Raman signatures on a van der Waals antiferromagnet

Mixing other exotic properties, such as magnetism or superconductivity, into a topological material has been drawing a lot of researchers’ attention due to its potential as quantum computation and realizing topological phenomena. MnBi₂Te₄ has been demonstrated to be the first intrinsic antiferromagnetic (AFM) topological insulator (TI) [1]. It consists of Bi₂Te₃ and Mn-Te bilayer. So far, most studies focused on magnetic properties or electronic structure of the bulk material via magnetic susceptibility, angle-resolved photo-emission spectroscopy, and magnetotransport [2]. When the material comes down to 2D limits, optical Raman spectroscopy becomes advantageous due to its sensitivity and strong layer-dependent characteristic in 2D materials. Raman peaks can also reflect spin interactions that are related to magnetic ordering [3], as well as in-plane magnetic anisotropy. In this project, we will correlate the optical Raman spectrum on MnBi₂Te₄ with its magnetic transition temperature (~25K) and the in-plane magnetic anisotropy.
[1] Y. Deng et al., arXiv:1904.11468 (2019)
[2] C. Hu et al., arXiv:1905.02154 (2019)
[3] J. -U. Lee et al., Nano Lett. 16, 7433 (2016)

== Set exercise 1 ==
Reproduce the listing verbatim, starting at the line containing "Query: front tire" and ending at the final line of the listing.

== Data to process ==
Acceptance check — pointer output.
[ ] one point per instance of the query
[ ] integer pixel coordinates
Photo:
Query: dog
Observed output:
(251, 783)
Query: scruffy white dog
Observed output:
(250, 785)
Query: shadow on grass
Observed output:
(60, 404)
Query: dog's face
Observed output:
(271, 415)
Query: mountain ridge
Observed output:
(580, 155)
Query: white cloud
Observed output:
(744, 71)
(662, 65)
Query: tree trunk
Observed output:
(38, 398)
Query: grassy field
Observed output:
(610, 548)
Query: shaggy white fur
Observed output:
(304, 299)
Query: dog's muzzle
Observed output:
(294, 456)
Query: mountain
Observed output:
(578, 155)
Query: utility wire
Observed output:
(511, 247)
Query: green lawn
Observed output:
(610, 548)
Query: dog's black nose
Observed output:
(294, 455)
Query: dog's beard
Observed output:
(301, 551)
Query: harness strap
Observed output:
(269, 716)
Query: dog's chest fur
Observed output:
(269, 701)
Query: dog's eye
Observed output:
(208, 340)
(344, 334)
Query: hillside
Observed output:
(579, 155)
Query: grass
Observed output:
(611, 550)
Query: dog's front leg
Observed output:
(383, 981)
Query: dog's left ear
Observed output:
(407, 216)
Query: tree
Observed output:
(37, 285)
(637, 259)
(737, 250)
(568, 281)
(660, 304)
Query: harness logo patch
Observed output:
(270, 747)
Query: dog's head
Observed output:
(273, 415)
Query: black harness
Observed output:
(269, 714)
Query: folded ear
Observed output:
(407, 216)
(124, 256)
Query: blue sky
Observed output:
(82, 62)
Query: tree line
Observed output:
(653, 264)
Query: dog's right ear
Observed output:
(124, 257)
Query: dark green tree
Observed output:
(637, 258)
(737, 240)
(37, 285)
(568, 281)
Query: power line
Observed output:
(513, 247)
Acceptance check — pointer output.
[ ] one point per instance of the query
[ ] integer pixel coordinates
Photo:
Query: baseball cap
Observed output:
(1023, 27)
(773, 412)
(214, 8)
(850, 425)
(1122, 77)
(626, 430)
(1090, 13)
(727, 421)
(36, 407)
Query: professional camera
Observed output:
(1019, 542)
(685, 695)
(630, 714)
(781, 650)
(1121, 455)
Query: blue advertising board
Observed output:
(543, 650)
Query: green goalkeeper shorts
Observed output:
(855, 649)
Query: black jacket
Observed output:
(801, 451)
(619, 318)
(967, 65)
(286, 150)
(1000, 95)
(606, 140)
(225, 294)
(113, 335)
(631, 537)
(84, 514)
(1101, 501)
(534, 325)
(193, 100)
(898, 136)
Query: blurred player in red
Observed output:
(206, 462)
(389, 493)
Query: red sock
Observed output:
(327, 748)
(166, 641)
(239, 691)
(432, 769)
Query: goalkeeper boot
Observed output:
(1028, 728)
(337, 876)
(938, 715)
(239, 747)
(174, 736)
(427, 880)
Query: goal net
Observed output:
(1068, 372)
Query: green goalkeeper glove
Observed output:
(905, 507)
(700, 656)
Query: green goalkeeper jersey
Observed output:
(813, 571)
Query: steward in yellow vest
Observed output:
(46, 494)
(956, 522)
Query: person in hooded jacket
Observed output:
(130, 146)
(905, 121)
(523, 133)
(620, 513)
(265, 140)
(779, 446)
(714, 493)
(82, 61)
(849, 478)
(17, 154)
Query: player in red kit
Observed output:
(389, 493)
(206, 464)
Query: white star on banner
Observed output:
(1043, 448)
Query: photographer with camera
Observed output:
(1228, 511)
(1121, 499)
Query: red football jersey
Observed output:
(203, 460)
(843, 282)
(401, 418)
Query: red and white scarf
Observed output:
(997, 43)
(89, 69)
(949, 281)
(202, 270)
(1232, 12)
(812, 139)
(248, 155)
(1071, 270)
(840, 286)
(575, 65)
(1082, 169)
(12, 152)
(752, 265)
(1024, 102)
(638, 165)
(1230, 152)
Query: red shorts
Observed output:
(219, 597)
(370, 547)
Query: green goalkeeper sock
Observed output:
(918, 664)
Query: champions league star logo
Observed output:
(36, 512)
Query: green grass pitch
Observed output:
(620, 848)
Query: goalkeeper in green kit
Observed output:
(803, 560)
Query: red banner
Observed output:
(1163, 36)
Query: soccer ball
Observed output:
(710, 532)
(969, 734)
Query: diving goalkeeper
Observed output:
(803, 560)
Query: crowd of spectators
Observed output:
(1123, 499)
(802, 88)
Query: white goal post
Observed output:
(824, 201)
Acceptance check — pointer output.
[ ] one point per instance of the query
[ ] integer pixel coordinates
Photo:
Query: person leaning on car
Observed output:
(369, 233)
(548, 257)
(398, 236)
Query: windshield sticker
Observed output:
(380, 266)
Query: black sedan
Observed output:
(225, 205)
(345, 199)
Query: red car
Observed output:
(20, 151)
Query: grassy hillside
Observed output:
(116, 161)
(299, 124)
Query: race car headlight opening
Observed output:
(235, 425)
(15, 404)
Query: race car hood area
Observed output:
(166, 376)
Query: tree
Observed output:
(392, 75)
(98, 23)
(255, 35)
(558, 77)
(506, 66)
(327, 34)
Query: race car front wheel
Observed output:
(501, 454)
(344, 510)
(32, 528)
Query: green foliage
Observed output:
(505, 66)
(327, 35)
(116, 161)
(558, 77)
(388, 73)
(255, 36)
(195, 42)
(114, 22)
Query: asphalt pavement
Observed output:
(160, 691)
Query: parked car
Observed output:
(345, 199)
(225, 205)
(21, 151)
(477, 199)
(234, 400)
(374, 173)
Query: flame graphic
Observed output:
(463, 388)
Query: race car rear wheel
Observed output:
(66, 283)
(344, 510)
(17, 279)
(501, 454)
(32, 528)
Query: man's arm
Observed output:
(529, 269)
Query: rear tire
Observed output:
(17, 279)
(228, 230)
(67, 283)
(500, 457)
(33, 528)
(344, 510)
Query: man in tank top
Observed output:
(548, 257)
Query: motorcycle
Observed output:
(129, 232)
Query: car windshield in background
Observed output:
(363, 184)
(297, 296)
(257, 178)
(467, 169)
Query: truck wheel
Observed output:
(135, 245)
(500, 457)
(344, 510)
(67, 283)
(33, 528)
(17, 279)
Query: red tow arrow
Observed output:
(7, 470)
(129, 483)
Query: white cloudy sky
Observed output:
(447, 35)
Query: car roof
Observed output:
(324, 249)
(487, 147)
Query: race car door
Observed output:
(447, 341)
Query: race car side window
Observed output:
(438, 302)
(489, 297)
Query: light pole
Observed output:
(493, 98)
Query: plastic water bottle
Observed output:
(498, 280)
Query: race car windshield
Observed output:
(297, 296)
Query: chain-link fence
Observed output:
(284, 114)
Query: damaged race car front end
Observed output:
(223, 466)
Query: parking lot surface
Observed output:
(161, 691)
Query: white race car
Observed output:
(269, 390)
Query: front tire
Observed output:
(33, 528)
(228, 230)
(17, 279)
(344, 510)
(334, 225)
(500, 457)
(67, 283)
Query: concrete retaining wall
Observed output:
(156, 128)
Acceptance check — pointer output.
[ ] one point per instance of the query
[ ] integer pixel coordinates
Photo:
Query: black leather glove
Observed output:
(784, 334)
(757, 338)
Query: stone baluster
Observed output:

== Set exercise 2 ==
Using the Raman project description, answer the following:
(a) What two components does MnBi₂Te₄ consist of?
(b) What approximate magnetic transition temperature does the project give for MnBi₂Te₄?
(c) Which three methods have most studies of the bulk material used?

== Result 1 ==
Query: front tire
Observed output:
(33, 528)
(228, 230)
(17, 279)
(344, 510)
(334, 225)
(500, 457)
(67, 283)
Query: concrete retaining wall
Observed output:
(156, 128)
Acceptance check — pointer output.
[ ] one point per instance of the query
[ ] integer pixel coordinates
Photo:
Query: black leather glove
Observed output:
(784, 334)
(757, 338)
Query: stone baluster
Observed output:

== Result 2 ==
(a) Bi₂Te₃ and a Mn-Te bilayer.
(b) About 25K.
(c) Magnetic susceptibility, angle-resolved photo-emission spectroscopy, and magnetotransport.